**What you have to do:**
Retype the passage of the article on kidney stones and roller coasters starting with "David Wartinger, urological" and going on through "at child birth.", keeping every word and punctuation mark unchanged.

[Opening Text for analysis section]

If you hear someone telling a person with a kidney stone to go on one of the Disney crazier rides, you will most probably think in yourself “that’s a complete and utter nonsense”. But, is it so?
David Wartinger, urological surgeon and also a professor at Michigan State College proves this wrong. Kidney stone is a “popular” condition, meaning it affects about 10 percent of the population at some point during their life. Most of the stones are small that we are not even aware of, however many do stay in our kidneys and expand. Annually, approximately $3.8 billion are spent on treatment and procedure of extraction of kidney stones. To prove the point, the pain of getting rid of a larger kidney stone is compared to the one at child birth.
Dr. Wartinger has been hearing anecdotes in his practice for years that some patients had passed smaller stones during or right after their visit of Disney parks. He did not pay much of his attention and did not devote his time on these testimonials. However one day something quite interesting happened. A gentleman that visited Dr. Wartinger said that he rode Big Thunder Mountain Railroad at Disney and he passed a tiny stone. He took the ride again, and the same thing happened. And the same thing happened one more time. Apparently, something like this could not be ignored. If this so-called method could be really effective, it meant that the benefits were out to be life changing. Interviewing many people’s similar experiences he concluded there was one common factor: they have all ridden Big Thunder Mountain Railroad. Dr. Wartinger had heard about similar effects on kidney stones subsequently bungee jumping, however nothing like this. Nor there was any kind of research regarding this sort of cases. The Doctor decided to take charge. He was getting ready to do a study.
His plan was to 3-D print a kidney alike the one from the patient that had passed a stone three times. He made it from clear silicone and filled with stones and urine ( may I say, hopefully not real one). He bought tickets and together with his fellow Dr. Marc Mitchell took a plane to Orlando, Florida.
Understandably they got permission from Disney World before going onto the rides, taking the model kidney with them. It was their lucky day, considering that the person responsible for the park that they talked to had a kidney stone recently and he genuinely wanted to help the Doctors.
“Different parks had different reactions” says Wartinger. The two Doctors tried to do everything they could to conduct a good study. They even held the kidney between them, right on the height of the real kidneys. When a stone moved from the original point, or location, and fell in a trap, basically where the urethras and the kidney meet, the stone was then considered to be passed. They soon found out that it made real big difference whether they were riding in the front or the back of the rollercoaster. When the kidneys were in the back of the car, 63.89 percent of the time – the stones passed. When kidneys were in the front of the rollercoaster the rate was close to 17 percent. Results were based on 60 rides.
He did more than 200 rides on the Big Thunder Mountain Railroad, however that does not make this particular coaster “the therapeutic one”. The Doctor says it really varies from patient to patient since every patient is different, and different rides help different patients. Perhaps riding a taking a variety of rides in a short period of time, this might help you pass smaller stones and some sediments before this develops into a more serious condition.

[Closing Text for analysis section]
[Opening Study material section]

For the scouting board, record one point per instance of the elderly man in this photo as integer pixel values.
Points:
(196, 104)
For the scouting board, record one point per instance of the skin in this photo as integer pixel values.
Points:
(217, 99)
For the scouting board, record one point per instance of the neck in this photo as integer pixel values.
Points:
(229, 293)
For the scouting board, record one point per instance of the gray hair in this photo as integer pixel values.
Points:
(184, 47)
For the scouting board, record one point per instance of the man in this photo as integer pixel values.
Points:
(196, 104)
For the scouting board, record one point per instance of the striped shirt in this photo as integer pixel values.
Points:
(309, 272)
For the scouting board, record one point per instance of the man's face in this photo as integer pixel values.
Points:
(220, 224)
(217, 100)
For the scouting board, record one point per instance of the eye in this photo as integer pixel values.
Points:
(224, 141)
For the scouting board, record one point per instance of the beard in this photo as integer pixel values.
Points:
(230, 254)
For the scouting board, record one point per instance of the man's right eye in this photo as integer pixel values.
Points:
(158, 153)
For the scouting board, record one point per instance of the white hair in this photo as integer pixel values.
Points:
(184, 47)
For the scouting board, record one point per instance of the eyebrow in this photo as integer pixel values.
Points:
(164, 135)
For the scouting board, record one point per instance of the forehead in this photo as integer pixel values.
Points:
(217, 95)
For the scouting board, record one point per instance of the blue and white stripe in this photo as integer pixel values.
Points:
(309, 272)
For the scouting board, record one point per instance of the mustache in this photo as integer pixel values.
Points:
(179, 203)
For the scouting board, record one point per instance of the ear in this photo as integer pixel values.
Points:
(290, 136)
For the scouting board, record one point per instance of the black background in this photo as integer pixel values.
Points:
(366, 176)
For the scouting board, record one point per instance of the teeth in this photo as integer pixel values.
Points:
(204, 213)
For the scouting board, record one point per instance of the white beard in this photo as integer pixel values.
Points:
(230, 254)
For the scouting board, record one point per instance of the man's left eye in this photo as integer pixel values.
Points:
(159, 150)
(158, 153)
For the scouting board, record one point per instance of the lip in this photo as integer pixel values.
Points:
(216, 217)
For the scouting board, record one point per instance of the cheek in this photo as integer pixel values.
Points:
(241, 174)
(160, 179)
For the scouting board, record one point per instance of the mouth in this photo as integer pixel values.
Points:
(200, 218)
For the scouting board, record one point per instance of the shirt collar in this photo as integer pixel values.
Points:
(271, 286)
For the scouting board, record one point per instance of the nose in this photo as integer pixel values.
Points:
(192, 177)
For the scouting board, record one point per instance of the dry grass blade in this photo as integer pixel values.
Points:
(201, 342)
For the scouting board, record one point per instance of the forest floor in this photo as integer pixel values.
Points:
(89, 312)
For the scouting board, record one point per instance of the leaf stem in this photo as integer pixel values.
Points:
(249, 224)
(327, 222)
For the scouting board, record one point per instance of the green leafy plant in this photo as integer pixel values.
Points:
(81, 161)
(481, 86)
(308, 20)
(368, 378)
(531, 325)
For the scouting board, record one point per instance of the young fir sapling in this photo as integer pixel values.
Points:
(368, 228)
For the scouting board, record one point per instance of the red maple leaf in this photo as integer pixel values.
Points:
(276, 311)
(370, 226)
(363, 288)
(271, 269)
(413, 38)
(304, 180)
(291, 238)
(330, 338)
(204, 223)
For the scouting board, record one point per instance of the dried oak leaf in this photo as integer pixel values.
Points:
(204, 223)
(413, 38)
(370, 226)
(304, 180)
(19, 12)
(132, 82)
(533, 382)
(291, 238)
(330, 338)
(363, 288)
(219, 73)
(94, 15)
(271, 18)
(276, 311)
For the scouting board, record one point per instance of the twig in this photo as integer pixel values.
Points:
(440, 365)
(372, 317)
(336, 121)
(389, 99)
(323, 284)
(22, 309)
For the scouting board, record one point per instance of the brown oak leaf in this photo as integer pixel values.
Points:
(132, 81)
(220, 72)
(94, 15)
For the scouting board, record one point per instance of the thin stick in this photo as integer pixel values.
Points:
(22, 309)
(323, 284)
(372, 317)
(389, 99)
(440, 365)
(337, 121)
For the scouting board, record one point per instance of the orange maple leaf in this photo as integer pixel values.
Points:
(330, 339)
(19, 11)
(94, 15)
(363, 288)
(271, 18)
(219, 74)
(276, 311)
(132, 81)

[Closing Study material section]

**Result for this task:**
David Wartinger, urological surgeon and also a professor at Michigan State College proves this wrong. Kidney stone is a “popular” condition, meaning it affects about 10 percent of the population at some point during their life. Most of the stones are small that we are not even aware of, however many do stay in our kidneys and expand. Annually, approximately $3.8 billion are spent on treatment and procedure of extraction of kidney stones. To prove the point, the pain of getting rid of a larger kidney stone is compared to the one at child birth.